Check your understanding.
(A) In the column excerpt, how old is Christy "Bronco" Dunne?
(B) Write out the part of the column excerpt starting with "St Dominic’s and" and going on through "interview ‘Bronco’ Dunne?".

Excerpted passage.
St Dominic’s and Aughnasheelin are no doubt hoping we have a fine week, and that their game will go ahead this weekend, but they are still at the mercy of the weather. What a blessing it is for the people of Creggs and for those who play at Croke Park that, come hell or high water, those pitches will still be in perfect condition and every game can take place as scheduled.
On one day last year, Creggs played host to four schools rugby games, all because there was no other pitch playable in the province. I know those type of pitches are very expensive, but they are surely the only way forward.
Why did the ‘Sindo’ interview ‘Bronco’ Dunne?
Back in the 1970s and early ‘80s, the Dunne family from inner city Dublin were the undisputed crime lords of our country’s capital.
Larry Dunne, in particular, is ‘credited’ with the dubious honour of introducing heroin and other hard drugs to thousands of poor, unsuspecting Dubliners. He became a very wealthy man on the back of his drug dealing, but the law caught up with Dunne and he served ten years in prison before dying in May 2020.
His brother, Christy ‘Bronco’ Dunne, who was known as the Godfather of Crime, is now 85 years of age, and featured in a big interview on last Sunday’s Independent, where he gave out about his medical treatment and also protested his criminal innocence, despite serving ten years for a tiger kidnapping in 1992. He blamed everything on the Gardaí, claiming he had been set up – at no stage admitting to having any hand in any act of criminality.
For the life of me I do not understand why the Sunday Independent, a paper I actually like, would devote so much space to a man who, like it or not, is a member of a notorious crime family. No one denies that everyone is entitled to medical care (Christy Dunne included), but I guarantee there are thousands of ordinary, law-abiding older citizens out there who are not getting the medical treatments they need, and yet none of them will get a full-page spread on our best-selling Sunday paper.
Anyway, I do hope Christy gets the treatment he needs, but please don’t waste any more time interviewing him and listening to his claims that the Gardaí were responsible for all his misfortune. There must be more positive stories out there.
Mobile mayhem! Kids need to be outdoors more!
This week’s newspapers paint a very disturbing picture of the changes in the activity habits of our nine-year-old children.
Mobile phone ownership among nine-year-olds is up to 54% – not to mention other types of gadgets – and there is a resulting decline in the number of children taking part in either sporting or cultural activities. All of this leads to obesity and an increase in illnesses. It seems parents urgently need to limit their children’s time on their electronic devices.
The head of the HSE’s anti-obesity programme, Professor O’Shea, says a lack of exercise, overeating, and overuse of electronic devices can have a detrimental effect on a child’s health, and diabetes is becoming a very worrying trend in children.
My childhood was full of football, searching for birds’ nests, catching leebeens, etc. Outdoors was where everything happened, but nowadays it’s mostly indoors, and children are the worse for it. Hopefully the message will get through and our children will go back to more outdoor activities.
My thoughts are with the family, whomever they are, of a man who won around the equivalent of €30 million in a recent Chinese Lottery.
He didn’t want his family to know he won the huge amount, for fear they “would become arrogant and complacent” – and so he turned up to collect his cheque dressed in a bright yellow costume with oversized eyes and a big head!
Observers think he was meant to be a chicken, and though his ‘fowl’ act might seem to be a little ‘eggs-centric’, he has already given €600,000 to charity. He is now taking time out to figure what to do with his big win – his family, however, needn’t apply!

Recorded data.
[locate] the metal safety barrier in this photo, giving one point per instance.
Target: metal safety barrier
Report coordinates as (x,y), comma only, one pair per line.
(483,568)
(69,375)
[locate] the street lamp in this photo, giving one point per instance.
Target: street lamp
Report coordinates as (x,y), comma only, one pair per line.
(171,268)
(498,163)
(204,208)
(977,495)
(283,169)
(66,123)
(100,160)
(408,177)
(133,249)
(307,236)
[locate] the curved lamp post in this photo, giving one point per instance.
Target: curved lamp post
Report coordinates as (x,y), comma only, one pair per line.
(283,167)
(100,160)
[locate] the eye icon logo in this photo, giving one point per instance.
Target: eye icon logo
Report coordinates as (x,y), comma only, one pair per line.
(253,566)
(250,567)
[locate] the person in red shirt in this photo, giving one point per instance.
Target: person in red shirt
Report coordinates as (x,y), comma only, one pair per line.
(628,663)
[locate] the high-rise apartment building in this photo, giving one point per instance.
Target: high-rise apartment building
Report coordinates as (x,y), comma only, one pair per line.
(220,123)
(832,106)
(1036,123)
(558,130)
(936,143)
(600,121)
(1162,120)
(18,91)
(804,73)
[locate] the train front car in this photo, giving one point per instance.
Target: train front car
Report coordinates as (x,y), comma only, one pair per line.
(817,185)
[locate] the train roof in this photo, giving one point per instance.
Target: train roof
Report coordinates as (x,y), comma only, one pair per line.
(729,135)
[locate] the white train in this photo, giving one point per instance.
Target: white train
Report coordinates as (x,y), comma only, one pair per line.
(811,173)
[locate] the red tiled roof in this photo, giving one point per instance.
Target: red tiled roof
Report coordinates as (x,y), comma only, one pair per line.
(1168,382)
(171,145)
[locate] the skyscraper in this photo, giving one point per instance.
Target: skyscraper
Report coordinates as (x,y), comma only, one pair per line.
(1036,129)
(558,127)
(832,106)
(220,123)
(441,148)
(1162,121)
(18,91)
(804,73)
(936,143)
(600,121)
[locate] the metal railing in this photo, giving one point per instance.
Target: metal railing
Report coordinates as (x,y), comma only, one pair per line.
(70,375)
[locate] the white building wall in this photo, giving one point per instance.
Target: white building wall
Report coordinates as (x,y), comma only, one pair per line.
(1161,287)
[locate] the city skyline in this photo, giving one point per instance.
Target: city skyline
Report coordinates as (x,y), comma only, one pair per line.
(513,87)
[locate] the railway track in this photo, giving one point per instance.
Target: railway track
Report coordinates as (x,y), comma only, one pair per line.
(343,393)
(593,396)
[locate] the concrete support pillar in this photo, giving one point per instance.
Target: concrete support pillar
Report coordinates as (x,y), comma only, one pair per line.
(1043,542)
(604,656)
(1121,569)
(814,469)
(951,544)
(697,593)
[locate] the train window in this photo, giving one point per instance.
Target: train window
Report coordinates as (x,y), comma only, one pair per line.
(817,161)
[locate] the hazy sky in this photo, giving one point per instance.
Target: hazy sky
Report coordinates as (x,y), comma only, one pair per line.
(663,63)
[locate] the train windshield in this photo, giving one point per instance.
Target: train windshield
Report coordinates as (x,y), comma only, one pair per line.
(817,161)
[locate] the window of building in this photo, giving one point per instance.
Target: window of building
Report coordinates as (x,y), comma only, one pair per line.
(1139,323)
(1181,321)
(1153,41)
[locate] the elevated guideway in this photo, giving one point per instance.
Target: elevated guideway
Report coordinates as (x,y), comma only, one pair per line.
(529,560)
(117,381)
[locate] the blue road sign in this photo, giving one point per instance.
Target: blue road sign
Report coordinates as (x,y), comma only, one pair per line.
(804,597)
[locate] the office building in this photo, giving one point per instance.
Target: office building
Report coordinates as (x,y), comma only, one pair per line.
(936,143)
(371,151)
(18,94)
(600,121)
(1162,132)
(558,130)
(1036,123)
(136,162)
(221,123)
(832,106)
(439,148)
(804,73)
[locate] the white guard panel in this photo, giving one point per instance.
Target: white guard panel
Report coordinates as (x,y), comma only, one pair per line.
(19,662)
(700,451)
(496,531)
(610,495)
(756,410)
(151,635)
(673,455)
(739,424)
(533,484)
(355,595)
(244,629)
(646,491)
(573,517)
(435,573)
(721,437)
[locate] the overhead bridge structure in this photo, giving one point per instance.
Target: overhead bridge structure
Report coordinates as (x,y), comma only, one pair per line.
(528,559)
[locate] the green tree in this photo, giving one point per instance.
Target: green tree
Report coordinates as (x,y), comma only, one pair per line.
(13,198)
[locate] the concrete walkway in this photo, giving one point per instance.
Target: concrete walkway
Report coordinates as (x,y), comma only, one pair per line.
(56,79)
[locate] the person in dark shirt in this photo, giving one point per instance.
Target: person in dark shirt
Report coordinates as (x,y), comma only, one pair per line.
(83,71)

Solved tasks.
(A) He is 85 years of age.

(B)
St Dominic’s and Aughnasheelin are no doubt hoping we have a fine week, and that their game will go ahead this weekend, but they are still at the mercy of the weather. What a blessing it is for the people of Creggs and for those who play at Croke Park that, come hell or high water, those pitches will still be in perfect condition and every game can take place as scheduled.
On one day last year, Creggs played host to four schools rugby games, all because there was no other pitch playable in the province. I know those type of pitches are very expensive, but they are surely the only way forward.
Why did the ‘Sindo’ interview ‘Bronco’ Dunne?